Identify every line in the listing below that contains the string "base", and copy each such line in full.

(Named-object pointing listing)
- - - - - - -
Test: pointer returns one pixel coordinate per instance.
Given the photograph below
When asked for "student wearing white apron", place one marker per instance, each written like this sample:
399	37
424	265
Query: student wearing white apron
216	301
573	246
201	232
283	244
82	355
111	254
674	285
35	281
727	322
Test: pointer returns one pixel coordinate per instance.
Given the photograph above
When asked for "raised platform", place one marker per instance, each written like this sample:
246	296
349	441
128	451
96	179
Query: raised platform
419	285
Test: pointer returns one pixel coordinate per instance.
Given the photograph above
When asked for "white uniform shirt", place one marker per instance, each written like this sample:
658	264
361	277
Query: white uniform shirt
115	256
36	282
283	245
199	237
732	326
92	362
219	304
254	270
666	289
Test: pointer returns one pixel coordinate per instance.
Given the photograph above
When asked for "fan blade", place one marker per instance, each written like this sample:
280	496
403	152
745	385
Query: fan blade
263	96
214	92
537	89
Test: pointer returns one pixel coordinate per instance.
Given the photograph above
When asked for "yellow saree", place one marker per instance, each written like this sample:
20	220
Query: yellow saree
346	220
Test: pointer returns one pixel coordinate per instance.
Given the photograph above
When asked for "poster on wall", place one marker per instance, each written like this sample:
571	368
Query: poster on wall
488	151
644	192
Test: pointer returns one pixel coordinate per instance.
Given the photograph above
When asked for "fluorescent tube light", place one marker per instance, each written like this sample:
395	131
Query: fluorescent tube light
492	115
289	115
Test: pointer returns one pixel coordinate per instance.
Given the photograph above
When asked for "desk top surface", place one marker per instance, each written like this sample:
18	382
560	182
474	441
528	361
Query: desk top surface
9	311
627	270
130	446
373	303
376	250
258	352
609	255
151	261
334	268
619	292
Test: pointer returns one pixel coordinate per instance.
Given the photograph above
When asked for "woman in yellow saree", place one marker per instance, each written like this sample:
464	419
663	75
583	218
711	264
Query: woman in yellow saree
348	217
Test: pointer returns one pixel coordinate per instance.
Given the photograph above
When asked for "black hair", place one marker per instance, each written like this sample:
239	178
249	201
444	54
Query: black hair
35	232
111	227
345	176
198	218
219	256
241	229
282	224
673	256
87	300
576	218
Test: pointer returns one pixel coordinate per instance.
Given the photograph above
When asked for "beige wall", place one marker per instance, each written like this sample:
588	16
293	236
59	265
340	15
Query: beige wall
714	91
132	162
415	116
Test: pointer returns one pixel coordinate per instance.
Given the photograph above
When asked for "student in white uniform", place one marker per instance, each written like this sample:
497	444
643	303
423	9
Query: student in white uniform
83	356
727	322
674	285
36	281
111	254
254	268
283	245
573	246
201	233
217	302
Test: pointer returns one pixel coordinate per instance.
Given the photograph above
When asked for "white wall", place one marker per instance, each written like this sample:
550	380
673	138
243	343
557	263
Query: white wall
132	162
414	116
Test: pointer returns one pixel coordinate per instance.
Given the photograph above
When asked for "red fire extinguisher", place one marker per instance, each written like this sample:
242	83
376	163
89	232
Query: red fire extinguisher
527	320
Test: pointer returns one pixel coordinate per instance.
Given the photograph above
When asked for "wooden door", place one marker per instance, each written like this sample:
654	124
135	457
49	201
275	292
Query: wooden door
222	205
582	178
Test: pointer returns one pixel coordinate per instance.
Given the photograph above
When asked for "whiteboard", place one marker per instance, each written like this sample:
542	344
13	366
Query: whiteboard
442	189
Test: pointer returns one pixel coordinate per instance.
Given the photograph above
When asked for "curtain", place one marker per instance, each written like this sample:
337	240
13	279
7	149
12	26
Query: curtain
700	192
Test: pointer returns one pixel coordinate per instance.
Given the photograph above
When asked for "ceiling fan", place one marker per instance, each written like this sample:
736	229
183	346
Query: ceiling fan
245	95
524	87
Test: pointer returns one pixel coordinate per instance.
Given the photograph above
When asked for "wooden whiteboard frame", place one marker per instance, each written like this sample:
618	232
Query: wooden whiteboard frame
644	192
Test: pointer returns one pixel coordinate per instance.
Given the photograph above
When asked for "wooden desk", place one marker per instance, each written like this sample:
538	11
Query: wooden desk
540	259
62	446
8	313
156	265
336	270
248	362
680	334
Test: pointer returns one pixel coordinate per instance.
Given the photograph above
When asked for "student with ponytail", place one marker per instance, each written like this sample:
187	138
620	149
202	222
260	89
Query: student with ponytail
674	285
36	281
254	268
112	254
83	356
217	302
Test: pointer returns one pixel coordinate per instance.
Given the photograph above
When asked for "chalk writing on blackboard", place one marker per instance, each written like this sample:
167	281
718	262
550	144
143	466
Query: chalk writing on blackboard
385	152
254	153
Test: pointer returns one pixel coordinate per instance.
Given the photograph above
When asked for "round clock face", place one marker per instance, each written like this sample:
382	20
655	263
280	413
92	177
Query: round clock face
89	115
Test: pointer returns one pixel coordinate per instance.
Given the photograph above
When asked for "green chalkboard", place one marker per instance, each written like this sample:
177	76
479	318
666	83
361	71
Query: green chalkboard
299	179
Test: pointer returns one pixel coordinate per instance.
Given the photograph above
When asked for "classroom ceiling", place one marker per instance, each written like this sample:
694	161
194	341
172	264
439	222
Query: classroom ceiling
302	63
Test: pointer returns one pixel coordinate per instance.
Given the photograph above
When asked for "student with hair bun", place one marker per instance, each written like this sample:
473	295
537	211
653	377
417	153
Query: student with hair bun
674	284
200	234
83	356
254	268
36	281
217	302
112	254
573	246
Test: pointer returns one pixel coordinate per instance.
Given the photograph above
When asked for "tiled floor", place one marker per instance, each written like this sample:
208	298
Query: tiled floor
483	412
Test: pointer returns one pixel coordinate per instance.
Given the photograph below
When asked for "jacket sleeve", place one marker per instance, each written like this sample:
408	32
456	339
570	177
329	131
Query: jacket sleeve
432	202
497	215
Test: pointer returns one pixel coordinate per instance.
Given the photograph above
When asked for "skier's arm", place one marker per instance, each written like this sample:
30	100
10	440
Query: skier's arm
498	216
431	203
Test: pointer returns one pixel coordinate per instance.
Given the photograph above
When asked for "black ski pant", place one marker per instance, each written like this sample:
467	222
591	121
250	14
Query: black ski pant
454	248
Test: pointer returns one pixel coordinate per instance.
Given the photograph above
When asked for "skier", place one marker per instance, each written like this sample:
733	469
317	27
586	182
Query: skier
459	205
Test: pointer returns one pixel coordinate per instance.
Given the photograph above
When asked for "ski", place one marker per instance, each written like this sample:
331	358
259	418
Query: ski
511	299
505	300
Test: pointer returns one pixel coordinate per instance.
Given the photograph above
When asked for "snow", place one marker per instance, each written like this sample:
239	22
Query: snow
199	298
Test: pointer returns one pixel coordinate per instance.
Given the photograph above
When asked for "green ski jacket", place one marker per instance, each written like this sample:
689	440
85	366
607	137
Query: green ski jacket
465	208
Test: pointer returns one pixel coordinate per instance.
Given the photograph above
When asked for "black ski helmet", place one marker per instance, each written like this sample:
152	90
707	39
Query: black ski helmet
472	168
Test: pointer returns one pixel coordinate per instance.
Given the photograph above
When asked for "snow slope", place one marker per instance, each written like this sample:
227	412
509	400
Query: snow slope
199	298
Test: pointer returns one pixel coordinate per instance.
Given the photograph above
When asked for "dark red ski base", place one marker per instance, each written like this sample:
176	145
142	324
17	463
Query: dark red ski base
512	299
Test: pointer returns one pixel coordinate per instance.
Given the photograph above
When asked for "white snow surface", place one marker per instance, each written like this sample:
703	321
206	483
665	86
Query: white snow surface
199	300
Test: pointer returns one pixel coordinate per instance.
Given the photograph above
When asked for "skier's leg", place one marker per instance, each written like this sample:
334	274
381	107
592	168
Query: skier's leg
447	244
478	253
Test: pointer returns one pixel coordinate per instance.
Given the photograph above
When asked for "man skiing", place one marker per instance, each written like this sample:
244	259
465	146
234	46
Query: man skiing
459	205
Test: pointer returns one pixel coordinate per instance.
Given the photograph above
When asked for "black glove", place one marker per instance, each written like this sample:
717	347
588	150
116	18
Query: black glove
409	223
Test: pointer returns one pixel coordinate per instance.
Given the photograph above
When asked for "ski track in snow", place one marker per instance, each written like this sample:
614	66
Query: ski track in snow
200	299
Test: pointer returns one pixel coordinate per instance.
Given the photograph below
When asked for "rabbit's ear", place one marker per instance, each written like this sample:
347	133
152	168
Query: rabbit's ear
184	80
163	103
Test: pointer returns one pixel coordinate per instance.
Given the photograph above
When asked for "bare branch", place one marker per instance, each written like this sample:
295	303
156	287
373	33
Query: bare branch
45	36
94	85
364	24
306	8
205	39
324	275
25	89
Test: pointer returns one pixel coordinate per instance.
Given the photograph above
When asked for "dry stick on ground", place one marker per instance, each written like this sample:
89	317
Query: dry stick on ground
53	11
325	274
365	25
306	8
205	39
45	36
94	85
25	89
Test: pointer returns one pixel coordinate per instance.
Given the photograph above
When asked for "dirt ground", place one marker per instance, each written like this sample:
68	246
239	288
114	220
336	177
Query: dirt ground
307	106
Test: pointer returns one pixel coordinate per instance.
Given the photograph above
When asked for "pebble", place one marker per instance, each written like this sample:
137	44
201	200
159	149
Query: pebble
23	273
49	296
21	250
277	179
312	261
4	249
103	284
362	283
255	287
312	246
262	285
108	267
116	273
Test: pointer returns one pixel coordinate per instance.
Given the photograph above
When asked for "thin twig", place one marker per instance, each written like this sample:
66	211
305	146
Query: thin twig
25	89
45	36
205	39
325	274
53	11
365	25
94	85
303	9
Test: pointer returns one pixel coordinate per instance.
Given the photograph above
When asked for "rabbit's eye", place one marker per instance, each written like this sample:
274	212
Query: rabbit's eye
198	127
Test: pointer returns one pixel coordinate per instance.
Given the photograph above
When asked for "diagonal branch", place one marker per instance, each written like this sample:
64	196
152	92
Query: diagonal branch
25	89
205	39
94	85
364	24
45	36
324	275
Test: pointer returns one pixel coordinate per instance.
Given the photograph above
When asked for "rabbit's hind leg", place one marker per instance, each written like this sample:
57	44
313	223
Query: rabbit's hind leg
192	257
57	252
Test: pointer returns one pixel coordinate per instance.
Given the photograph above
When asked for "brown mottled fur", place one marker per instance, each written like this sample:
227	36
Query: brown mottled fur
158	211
- - - - - - -
**THE ANSWER**:
When asked for "dark red ski base", place one marker per instance, each written like this sample:
Query: dark red ski base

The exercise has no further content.